[Work to do] From the text on swapping and paging below, reproduce word for word the passage that starts with the words containing "I had not considered" and ends with "paging in Minix.".

[Source extract]
Jake,

I had not considered creating a ZFS vdev on the SSD, but that's an excellent 
point.  Thanks.  I think I'll do some tests with an HDD and an SSD with various 
configurations.

Ian,

If swap equal core what's the benefit?  I've  never considered swapping as 
"virtual memory",  Just part of time sharing the CPU.  Unix had swapping for a 
very long time (V 2 or 3?) before it had paging.  That was the big deal about 
BSD and why no one installed the AT&T VAX code. Swapping is easy to implement 
relative to paging. Which is why Andy Tannenbaum was opposed to including 
paging in Minix.

Typically I look at the sizes of the caches and how the indexing affects 
traffic between main memory and the various cache levels.  Think  multiple 
passes over really large arrays.  Back when you couldn't put a TB of DRAM in a 
system you suffered through coding explicitly out of core to avoid thrashing.

[Items]
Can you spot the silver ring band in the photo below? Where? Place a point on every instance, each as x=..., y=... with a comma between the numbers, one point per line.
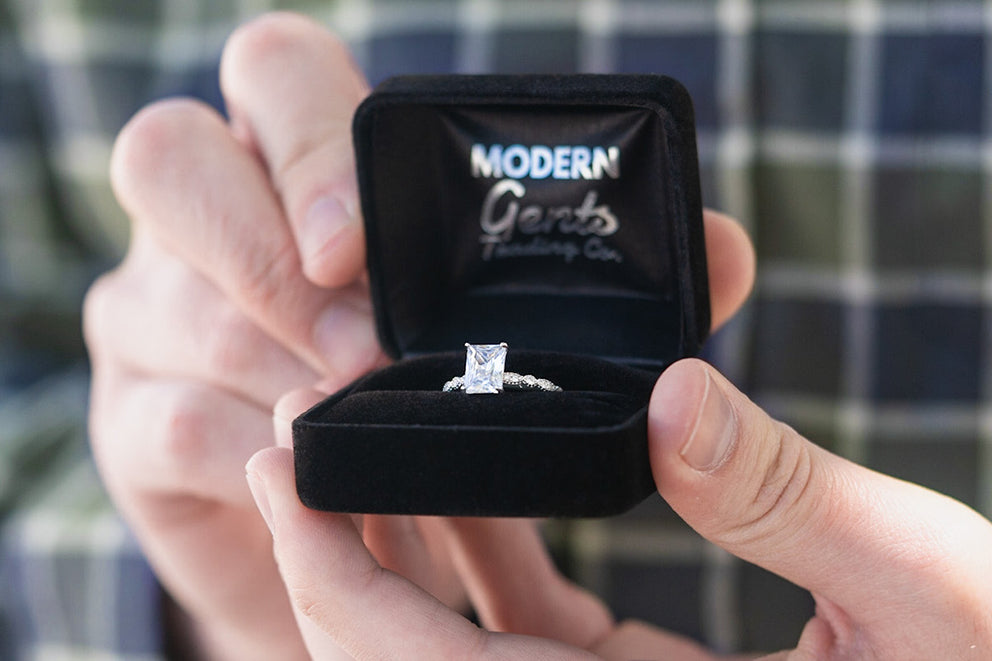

==

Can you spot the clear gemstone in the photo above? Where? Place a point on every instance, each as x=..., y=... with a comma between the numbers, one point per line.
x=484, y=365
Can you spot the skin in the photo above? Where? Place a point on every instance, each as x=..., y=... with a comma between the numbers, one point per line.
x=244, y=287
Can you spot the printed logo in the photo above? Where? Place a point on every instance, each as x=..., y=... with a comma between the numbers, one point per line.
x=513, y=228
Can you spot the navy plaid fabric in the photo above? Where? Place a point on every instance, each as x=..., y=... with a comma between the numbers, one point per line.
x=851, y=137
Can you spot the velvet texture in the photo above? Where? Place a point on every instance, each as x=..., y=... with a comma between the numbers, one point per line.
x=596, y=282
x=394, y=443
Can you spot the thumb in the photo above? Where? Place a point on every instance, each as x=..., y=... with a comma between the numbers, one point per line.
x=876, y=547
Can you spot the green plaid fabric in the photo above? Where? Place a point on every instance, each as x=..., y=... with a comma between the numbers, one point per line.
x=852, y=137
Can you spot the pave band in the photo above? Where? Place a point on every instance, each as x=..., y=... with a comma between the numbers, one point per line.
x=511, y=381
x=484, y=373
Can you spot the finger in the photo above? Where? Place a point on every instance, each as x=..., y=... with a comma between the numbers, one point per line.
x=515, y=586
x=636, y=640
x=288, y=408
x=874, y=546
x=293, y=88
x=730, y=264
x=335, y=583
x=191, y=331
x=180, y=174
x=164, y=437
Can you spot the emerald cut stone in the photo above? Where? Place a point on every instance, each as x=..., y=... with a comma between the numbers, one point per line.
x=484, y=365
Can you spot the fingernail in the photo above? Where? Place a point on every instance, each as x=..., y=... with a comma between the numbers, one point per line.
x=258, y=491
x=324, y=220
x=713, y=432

[Solution to this problem]
I had not considered creating a ZFS vdev on the SSD, but that's an excellent 
point.  Thanks.  I think I'll do some tests with an HDD and an SSD with various 
configurations.

Ian,

If swap equal core what's the benefit?  I've  never considered swapping as 
"virtual memory",  Just part of time sharing the CPU.  Unix had swapping for a 
very long time (V 2 or 3?) before it had paging.  That was the big deal about 
BSD and why no one installed the AT&T VAX code. Swapping is easy to implement 
relative to paging. Which is why Andy Tannenbaum was opposed to including 
paging in Minix.